# Record extracts
============

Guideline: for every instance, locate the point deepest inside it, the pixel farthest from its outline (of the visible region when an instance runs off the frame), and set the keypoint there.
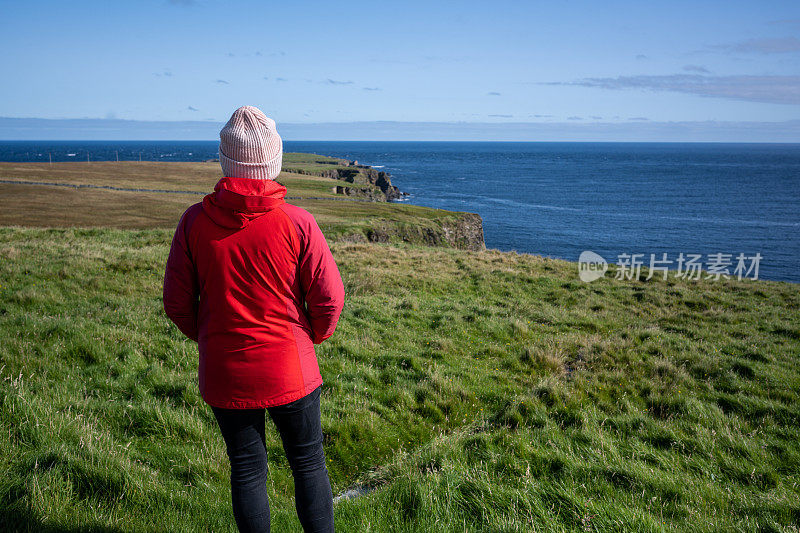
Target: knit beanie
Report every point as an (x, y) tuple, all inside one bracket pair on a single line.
[(249, 146)]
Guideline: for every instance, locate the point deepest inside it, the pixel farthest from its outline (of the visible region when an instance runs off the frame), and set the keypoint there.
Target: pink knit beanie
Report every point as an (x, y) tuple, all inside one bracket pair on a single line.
[(249, 146)]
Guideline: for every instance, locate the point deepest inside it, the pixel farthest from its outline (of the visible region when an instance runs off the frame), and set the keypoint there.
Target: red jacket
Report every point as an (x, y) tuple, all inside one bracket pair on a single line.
[(252, 280)]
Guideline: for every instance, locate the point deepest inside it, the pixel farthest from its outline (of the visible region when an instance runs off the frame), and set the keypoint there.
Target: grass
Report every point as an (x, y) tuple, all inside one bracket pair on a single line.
[(475, 391), (342, 219)]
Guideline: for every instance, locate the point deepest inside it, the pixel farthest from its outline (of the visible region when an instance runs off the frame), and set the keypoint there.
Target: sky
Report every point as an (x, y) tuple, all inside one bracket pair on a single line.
[(553, 66)]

============

# Instruction
Duplicate the records from their start through the line containing "[(252, 280)]", with both ends included, and omit the pictures from your copy.

# The solution
Guideline: for every instance, locate the point deepest inside it, the pixel farthest from its outline (of the visible region when an instance runs off the frame), and set the keypoint there.
Target: knit beanie
Report every point as an (x, y) tuple, all inside one bracket pair on a single line.
[(249, 146)]
Guideline: for every instance, locate the point deepest inside it, the pixel farthest from its outline (of the visible region when an instance runs off the frame), and set the keypoint there.
Target: pink knit beanie
Report every point as an (x, y) tuple, all inside one bracket pair on a single line.
[(249, 146)]
Guideline: for every instance, locate the point deepest inside it, the pixel farthest from its outline (of the visible region when an instance runs off the frame), and set the keypoint there.
Target: red jacket
Report every point as an (x, y) tuple, all inside one bracket pair on a single line.
[(252, 280)]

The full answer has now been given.